### Page excerpt
---*---

Monday, November 30, 2009

The Christmas Clock


The Christmas Clock
A True Story
By Judy Vandiver

      Little “Dude,” as his family called him, watched his mother as she stood in front of the mercantile admiring the beautiful eight-day striking wooden clock. She stared at it for a few moments, shook her head at the five dollar price tag then turned and walked away. It was in the late 1930’s, Christmas was coming and Dude wanted to buy that clock for his mother.
      One thing, however, stood in his way. Money. It wasn’t that he didn’t have enough money to buy the clock. It was that he didn’t have any money.
      A few days later Clay, a neighboring country boy, asked Dude if he had ever thought of selling his gun. Dude thought of how precious his Benjamin pump rifle was to him. He’d finally been deemed old enough to have a gun. It was an old one that his dad had found for him. He’d put his own mark on it. It wasn’t anything fancy, but it was his.
      He used that gun to shoot a squirrel or rabbit and was always rewarded with a smile from his mother when he helped contribute to the dinner pot. But today, Dude could only think of the look in his mother’s eyes as she had wistfully looked in the store window.
      “I’ll take five dollars for it,” he said.
      “Five dollars? You must be crazy. I’ll give ya three bucks for it,” Clay said.
      “Five dollars.” That’s all Dude would say.
      Clay left, but returned a few days later. “I’ll give ya three fifty for that rifle,” he said.
      “Five dollars,” Dude answered.
      After several more days of trying to negotiate at four and four fifty, Clay returned with five dollars.
      Dude sold him the gun, then he went to town and bought the beautiful wooden clock in the store window.
      Christmas morning, when his mother opened her present, she cried. Together they hung the clock on the wall of her country kitchen.
      His older brothers always said they hated the clock.  “’cause Mama knew when we were coming in late.”
      So, when Mama died many years later, they all insisted that Dude have the clock. He carefully removed it from the wall of the old homestead and took it to his house. He hung it in his kitchen and thought of his Mama each time he passed it.

---*---

### Data entries
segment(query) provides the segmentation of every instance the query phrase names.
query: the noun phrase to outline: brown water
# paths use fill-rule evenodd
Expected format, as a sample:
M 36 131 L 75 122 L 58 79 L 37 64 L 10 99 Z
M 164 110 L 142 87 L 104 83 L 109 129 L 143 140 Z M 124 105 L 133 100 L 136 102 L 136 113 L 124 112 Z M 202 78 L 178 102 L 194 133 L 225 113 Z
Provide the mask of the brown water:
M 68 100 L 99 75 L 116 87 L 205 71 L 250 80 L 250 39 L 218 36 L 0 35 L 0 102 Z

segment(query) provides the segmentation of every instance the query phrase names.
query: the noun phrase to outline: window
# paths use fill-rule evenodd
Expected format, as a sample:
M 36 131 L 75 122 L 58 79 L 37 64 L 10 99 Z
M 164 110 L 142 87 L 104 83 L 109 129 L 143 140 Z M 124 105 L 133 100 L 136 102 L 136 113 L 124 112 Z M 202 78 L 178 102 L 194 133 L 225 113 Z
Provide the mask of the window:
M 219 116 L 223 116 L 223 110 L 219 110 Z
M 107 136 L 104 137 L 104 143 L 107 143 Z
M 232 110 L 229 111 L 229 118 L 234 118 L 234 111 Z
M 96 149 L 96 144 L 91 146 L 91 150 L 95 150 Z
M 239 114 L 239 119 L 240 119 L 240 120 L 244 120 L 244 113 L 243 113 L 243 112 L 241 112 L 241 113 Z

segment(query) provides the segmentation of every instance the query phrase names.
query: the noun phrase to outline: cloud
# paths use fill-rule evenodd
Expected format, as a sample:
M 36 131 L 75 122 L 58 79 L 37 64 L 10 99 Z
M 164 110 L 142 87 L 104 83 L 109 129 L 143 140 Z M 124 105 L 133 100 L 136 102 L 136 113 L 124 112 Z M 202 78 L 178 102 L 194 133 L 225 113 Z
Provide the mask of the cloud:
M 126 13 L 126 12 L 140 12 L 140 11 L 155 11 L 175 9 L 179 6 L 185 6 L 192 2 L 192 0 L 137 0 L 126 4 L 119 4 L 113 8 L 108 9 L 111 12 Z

---*---

### Description of the task
Can you carry on the Christmas clock story from its last sentence, where Dude has hung his mother's clock in his own kitchen?

### Solved exercise
      Dude had demonstrated true love that Christmas. He was more concerned with what might make someone else happy than what he wanted for himself. He had acted upon a verse his mother had shared with him from John 13:35 when Jesus said, “By this shall all men know that ye are my disciples, if ye have love one to another.”
      As Dude grew up, his life was one that continually showed people the love he had for them, always putting others before himself. His home became a place where family, friends and sometimes strangers could find a place to rest their head at night. He sometimes worked two or three jobs to help put food on his table and still be able to give a little something to someone else.
      He once heard of a man traveling across the United States, hand pulling a wagon. He was told that the man would stop from time to time in an area to work odd jobs, earn a little money, tell people about Jesus and move on. And, neighbors said, he was camped just outside town.
      That night, as a chilly winter storm blew in, Dude got in his pickup truck, drove around until he found the man and his wagon and brought him to his home. He and his wife, made the man comfortable in a small guest room. They cared for, visited with and fed the man for several days. Once the storm passed through, the old man was on his way, with a few extra dollars from Dude and his wife.
      I know a lot of people say everyone is only after what they can get for themselves these days, but there are lots of “Dudes” in our world.
      I heard of a woman in our town who is encountering difficulties raising three grandsons alone. Several people came together and helped her with school supplies and clothing for the boys.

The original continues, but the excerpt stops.